BEGIN
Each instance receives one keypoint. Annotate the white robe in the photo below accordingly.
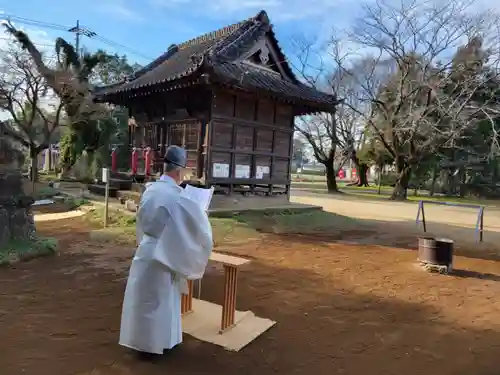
(175, 242)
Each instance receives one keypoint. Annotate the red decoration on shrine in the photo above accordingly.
(135, 161)
(114, 161)
(147, 161)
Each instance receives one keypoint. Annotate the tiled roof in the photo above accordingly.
(216, 53)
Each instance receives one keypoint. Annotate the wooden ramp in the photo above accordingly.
(203, 323)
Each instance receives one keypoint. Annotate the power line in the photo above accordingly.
(36, 44)
(78, 30)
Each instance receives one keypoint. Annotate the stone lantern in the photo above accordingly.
(16, 219)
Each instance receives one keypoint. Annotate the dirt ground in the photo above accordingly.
(344, 305)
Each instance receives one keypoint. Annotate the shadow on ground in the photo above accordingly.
(61, 316)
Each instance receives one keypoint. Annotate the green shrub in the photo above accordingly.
(16, 251)
(74, 203)
(389, 179)
(45, 192)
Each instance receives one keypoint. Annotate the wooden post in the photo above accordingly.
(105, 179)
(229, 305)
(187, 300)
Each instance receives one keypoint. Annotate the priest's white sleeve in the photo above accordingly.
(152, 216)
(186, 242)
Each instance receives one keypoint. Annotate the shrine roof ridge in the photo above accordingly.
(215, 55)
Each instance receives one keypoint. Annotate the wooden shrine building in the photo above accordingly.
(229, 97)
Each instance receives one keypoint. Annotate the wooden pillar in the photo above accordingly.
(187, 300)
(229, 304)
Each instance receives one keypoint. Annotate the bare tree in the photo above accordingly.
(420, 107)
(23, 96)
(332, 136)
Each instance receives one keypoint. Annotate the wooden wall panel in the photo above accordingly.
(282, 143)
(224, 104)
(284, 115)
(221, 157)
(242, 160)
(244, 137)
(264, 140)
(222, 134)
(245, 107)
(281, 169)
(265, 111)
(176, 134)
(265, 164)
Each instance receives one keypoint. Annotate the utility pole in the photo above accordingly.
(80, 31)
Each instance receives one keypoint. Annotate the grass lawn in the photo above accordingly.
(370, 192)
(16, 251)
(240, 228)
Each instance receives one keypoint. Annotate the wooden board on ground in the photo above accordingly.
(204, 324)
(228, 259)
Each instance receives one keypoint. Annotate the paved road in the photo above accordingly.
(399, 211)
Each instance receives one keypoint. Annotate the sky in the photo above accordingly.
(144, 29)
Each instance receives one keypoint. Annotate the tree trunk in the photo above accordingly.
(401, 188)
(379, 183)
(362, 174)
(34, 165)
(49, 151)
(331, 182)
(433, 182)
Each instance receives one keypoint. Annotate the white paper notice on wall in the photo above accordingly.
(242, 171)
(220, 170)
(260, 171)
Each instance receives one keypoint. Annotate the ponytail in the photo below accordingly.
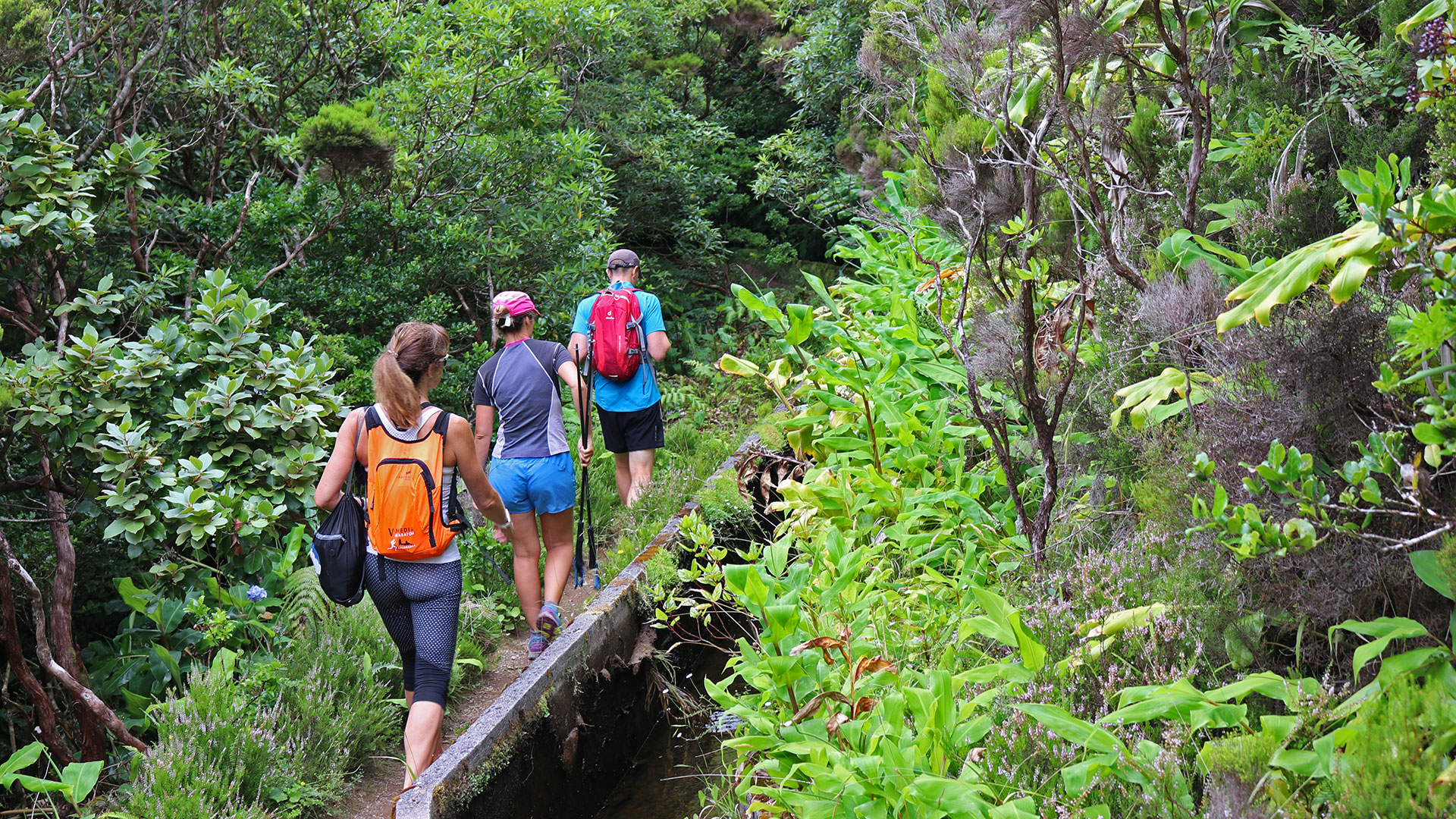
(506, 322)
(414, 350)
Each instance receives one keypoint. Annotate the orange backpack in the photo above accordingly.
(405, 477)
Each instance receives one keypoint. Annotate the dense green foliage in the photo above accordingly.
(1126, 433)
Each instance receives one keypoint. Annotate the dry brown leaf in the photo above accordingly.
(871, 665)
(833, 723)
(821, 643)
(811, 707)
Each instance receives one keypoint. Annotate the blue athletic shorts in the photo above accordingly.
(535, 484)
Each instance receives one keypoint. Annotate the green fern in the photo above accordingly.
(303, 596)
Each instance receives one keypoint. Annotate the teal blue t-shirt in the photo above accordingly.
(639, 391)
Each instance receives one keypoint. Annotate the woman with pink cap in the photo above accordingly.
(529, 463)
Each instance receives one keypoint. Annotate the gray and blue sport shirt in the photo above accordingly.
(522, 384)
END
WHAT YOU SHOULD DO: Make an exact copy of the records, pictures excluded.

EXERCISE RESPONSE:
Each instance receives one keypoint. Annotate the white robe in the photo below accordingly.
(175, 242)
Each instance receives one keypoint. Annotate the red decoration on shrine in the photo above accordingly.
(135, 161)
(114, 161)
(147, 161)
Each instance receives one keypoint. Annotate the tiled roof in the photo above accordingly.
(216, 53)
Each instance receives one keypoint. Annotate the wooden ramp in the photo above accordingly.
(203, 323)
Each instance receives one keypoint. Annotate the power line in the photo above accordingly.
(36, 44)
(78, 30)
Each instance receives one keypoint. Annotate the stone lantern in the photo above accordingly.
(16, 219)
Each instance receives one keypoint. Annotate the dirt ground in the photo above accordingly.
(344, 305)
Each instance receives one keypoint. Annotate the shadow on ground in the photo above accordingly.
(61, 316)
Each instance receives one keypoint. Annotate the green shrub in the photo above accordingly.
(16, 251)
(74, 203)
(389, 179)
(45, 192)
Each instance receives one keypoint. Annotate the wooden post in the photo above accordingly.
(105, 179)
(229, 305)
(187, 300)
Each instance receives one keypoint. Annotate the priest's white sleeve in the photo above accordingly.
(152, 216)
(186, 242)
Each instance receives one keypoint. Annotate the shrine roof ridge in the photo above accordingly.
(215, 55)
Each instance receives one keypoint. Annotate the wooden shrine building in the photo above accordingly.
(229, 97)
Each instance receives one keypoint. Annotate the wooden pillar in the photo above accordingly.
(187, 300)
(229, 304)
Each instance receives one keypoint. Annotate the bare tree in the photo above accordingly.
(420, 107)
(23, 96)
(332, 136)
Each instance receives one keypoint. Annotate the wooden wall panel in the photo above accordingly.
(282, 143)
(224, 104)
(284, 115)
(221, 157)
(242, 160)
(244, 137)
(264, 140)
(222, 134)
(245, 107)
(281, 169)
(265, 111)
(176, 134)
(265, 164)
Each instance receives one keypoint. Annotate the utility pole in the photo above accordingly.
(80, 31)
Each instance receives one keypoint. Annotate the grass lawn in the photo above accordingly.
(370, 192)
(16, 251)
(240, 228)
Each instance receives one keypoint. Annotate the wooden board on ground in the photo above accordingly.
(204, 324)
(228, 259)
Each instance receives one keypoint. Annotate the paved road in the photo above accordingly.
(399, 211)
Each instance receives one keypoint. Annotate the sky in the photo above accordingly.
(144, 29)
Each instance receives one keypoint. Annotate the tree trunk in the photo above accordingly.
(401, 188)
(379, 183)
(362, 174)
(34, 165)
(49, 151)
(331, 182)
(433, 182)
Each instance receives one keypoint. Annotate the white paper notice on wall in the photo above accordingly.
(242, 171)
(220, 170)
(260, 171)
Each instance receives one keypoint. Annotate the ponytail in the photo below accordingly.
(506, 322)
(414, 350)
Each instance receives one keypoint. Annotate the orange backpack in the photo above accordingly.
(405, 477)
Each instance receives one keypoint. Annotate the dense green foliage in the photo above accordingly.
(1126, 433)
Each instance receives one keypoint. Annotate the dry brown leaf in the photo above accordingly.
(871, 665)
(833, 723)
(821, 643)
(811, 707)
Each instance receives one keypoint. Annotate the blue athletic shorts in the photo above accordingly.
(535, 484)
Each instance receives one keypoint. Annotate the green fern in the photo above accordingly.
(303, 596)
Each instance receives one keypoint. Annotate the teal blue t-shirt in the photo above accordingly.
(639, 391)
Each instance receives one keypoint. Annotate the woman with pink cap in the photo above accordingly.
(529, 463)
Each instance receives one keypoint. Annotate the gray and blue sport shirt in the photo above accordingly.
(522, 384)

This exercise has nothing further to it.